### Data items
○ ○ ○ ○ ○
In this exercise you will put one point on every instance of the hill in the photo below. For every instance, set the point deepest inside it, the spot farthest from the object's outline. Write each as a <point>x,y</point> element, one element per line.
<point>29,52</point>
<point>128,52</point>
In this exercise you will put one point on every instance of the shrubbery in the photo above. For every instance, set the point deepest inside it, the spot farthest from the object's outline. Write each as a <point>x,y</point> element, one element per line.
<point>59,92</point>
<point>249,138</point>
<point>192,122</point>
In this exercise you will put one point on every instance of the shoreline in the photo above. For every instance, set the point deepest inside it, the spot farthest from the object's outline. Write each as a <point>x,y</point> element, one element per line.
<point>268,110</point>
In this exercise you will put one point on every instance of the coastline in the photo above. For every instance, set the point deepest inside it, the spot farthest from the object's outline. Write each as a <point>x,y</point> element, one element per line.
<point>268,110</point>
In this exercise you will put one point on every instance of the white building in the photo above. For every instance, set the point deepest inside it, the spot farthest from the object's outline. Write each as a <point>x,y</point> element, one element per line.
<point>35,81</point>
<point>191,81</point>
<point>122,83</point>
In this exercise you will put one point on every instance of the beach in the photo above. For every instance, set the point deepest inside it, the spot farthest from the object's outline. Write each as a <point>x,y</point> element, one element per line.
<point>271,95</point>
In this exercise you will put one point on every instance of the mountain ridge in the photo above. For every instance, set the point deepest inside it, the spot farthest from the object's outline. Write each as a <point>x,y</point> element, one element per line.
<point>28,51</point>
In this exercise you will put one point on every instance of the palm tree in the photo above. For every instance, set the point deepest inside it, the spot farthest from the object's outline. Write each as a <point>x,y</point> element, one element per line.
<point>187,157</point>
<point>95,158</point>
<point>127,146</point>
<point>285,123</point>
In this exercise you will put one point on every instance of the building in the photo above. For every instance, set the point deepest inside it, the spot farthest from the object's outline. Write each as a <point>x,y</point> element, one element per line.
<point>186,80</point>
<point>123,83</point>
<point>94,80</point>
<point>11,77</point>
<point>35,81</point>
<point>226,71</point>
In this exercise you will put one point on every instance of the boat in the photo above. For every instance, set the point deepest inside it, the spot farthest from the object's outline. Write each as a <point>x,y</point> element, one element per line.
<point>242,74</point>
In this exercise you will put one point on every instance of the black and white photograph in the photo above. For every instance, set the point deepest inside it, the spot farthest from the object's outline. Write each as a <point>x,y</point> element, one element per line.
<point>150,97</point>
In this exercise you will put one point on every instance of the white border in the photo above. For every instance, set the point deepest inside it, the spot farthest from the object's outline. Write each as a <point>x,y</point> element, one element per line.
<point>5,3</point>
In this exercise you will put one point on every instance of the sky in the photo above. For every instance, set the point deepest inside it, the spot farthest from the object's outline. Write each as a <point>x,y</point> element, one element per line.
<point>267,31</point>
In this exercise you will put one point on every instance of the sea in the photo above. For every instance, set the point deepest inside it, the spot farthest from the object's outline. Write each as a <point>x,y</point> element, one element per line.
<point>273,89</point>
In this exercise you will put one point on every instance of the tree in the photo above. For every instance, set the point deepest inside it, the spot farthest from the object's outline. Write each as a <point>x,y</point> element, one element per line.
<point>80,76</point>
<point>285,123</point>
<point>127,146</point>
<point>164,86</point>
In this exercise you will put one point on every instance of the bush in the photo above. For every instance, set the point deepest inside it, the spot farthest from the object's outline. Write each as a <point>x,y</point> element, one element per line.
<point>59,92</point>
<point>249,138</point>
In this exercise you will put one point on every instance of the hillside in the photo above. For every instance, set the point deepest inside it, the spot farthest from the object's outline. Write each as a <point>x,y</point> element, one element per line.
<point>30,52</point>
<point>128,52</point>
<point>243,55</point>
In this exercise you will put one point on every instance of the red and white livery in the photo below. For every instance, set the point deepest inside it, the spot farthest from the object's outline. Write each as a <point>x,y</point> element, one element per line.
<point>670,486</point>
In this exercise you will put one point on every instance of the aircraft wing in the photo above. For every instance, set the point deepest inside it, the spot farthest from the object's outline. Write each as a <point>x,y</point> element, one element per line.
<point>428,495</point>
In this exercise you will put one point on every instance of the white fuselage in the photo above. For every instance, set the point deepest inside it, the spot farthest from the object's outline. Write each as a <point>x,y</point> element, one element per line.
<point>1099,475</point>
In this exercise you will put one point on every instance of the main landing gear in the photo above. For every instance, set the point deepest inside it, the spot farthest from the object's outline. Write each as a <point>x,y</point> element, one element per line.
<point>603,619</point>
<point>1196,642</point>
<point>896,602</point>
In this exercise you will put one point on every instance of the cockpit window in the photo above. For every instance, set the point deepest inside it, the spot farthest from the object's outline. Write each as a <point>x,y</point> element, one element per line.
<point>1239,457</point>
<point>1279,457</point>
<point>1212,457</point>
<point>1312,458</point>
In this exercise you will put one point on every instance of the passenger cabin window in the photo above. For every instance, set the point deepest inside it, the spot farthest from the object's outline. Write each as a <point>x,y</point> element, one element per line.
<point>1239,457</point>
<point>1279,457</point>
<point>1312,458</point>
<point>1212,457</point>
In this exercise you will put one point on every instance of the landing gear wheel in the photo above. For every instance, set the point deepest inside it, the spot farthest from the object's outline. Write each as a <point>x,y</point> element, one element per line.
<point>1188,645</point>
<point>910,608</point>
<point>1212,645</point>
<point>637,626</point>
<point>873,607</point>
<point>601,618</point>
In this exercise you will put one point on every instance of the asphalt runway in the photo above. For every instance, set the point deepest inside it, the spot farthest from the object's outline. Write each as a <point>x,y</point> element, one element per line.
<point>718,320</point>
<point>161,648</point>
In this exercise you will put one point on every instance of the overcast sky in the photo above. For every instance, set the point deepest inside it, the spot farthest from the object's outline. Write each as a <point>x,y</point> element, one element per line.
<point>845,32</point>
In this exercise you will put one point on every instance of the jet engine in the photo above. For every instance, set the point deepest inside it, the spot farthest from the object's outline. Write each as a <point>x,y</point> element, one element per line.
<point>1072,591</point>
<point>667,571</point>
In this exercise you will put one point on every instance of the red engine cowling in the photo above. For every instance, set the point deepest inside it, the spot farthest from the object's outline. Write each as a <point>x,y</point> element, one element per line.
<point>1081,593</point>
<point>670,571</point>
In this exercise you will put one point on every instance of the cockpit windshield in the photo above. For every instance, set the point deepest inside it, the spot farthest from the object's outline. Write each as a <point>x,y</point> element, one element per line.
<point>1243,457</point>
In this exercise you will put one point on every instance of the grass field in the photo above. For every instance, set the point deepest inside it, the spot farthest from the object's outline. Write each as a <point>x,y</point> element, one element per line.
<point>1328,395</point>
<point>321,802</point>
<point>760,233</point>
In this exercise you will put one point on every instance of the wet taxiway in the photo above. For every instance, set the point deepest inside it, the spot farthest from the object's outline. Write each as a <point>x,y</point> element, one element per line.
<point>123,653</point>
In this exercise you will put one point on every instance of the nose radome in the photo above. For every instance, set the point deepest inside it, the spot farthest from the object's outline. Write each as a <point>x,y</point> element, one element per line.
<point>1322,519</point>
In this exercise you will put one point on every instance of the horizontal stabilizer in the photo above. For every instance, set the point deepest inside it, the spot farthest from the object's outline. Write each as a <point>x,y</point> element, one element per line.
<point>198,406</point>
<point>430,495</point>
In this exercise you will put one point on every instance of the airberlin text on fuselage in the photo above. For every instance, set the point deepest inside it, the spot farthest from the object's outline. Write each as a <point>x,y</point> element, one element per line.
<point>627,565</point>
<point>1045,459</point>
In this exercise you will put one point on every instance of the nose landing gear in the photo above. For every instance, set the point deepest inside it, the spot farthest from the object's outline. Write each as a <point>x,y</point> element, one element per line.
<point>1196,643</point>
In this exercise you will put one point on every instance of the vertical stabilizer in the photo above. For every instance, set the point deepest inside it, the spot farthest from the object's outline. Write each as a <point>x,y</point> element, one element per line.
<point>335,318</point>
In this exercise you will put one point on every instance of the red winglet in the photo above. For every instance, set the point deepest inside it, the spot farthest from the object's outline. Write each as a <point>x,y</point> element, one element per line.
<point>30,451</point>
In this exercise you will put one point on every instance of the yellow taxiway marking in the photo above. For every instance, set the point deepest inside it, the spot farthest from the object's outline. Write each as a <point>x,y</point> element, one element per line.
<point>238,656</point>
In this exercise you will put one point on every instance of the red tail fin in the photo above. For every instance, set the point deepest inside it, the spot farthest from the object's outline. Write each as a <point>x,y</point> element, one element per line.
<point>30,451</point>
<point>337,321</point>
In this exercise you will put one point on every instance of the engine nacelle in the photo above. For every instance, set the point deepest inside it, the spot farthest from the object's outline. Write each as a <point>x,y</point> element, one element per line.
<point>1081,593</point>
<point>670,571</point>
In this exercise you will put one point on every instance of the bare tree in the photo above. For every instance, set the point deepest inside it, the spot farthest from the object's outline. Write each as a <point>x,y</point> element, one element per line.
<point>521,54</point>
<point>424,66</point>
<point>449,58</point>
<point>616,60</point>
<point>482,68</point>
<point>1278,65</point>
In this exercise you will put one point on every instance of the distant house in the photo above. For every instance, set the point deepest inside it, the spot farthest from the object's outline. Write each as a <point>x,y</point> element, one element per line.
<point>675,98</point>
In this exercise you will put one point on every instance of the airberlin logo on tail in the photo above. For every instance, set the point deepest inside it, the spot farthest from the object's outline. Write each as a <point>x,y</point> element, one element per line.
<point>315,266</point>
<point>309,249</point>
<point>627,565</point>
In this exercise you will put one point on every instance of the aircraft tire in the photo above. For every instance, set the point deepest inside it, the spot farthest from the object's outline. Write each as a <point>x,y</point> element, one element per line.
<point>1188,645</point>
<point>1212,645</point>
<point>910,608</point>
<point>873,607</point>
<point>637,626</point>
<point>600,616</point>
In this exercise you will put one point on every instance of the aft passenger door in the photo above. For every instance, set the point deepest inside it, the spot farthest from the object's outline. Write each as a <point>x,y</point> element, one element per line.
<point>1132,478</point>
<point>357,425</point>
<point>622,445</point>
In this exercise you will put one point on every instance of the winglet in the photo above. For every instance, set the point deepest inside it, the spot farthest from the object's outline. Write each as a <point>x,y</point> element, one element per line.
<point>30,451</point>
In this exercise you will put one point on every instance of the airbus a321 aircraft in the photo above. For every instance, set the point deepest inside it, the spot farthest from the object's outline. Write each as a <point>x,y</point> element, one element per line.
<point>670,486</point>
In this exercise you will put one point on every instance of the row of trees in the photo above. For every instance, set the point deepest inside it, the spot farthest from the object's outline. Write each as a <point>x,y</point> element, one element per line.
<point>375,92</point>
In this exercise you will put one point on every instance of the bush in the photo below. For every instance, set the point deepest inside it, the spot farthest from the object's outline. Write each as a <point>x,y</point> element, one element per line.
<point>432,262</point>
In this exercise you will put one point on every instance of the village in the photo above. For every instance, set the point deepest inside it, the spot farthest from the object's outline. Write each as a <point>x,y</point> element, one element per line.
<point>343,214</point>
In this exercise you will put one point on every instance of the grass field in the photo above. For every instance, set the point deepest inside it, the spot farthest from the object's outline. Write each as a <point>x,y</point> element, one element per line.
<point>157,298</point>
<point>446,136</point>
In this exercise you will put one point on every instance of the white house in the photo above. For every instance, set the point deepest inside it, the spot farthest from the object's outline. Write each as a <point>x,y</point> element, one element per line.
○ ○ ○ ○ ○
### WRITTEN TASK
Rewrite every row from the top of the rows down through the one containing "<point>271,95</point>", putting "bushes" in place of "shrubbery" and leaving the rest untouched.

### SOLUTION TO THE PROBLEM
In this exercise you will put one point on every instance of the hill in the photo below. For every instance, set the point deepest inside it, the spot farthest from the object's outline. Write each as a <point>x,y</point> element, one element per line.
<point>29,52</point>
<point>128,52</point>
In this exercise you will put one point on every instance of the bushes in the photo above. For every instance, set the point deepest inside it, the spot farthest from the object's outline. Write each as a <point>x,y</point> element, one element per line.
<point>59,92</point>
<point>249,138</point>
<point>192,122</point>
In this exercise you will put one point on every instance of the shoreline in the photo above. For every instance, set the point deepest inside it, the spot farthest from the object's outline. Write each as a <point>x,y</point> element, one element per line.
<point>268,110</point>
In this exercise you will put one point on every instance of the coastline in the photo above. For every instance, set the point deepest inside it, the spot farthest from the object's outline. Write each as a <point>x,y</point> element, one element per line.
<point>268,110</point>
In this exercise you will put one point on every instance of the white building in the photo above. For every instance, set the point deepest inside it, the spot farthest from the object's outline. Write each as a <point>x,y</point> element, one element per line.
<point>35,81</point>
<point>191,81</point>
<point>122,83</point>
In this exercise you will put one point on every instance of the beach in the photo above. For every instance, set the point deepest inside it, the spot farthest from the object's outline. Write each as a <point>x,y</point> element, one element per line.
<point>271,95</point>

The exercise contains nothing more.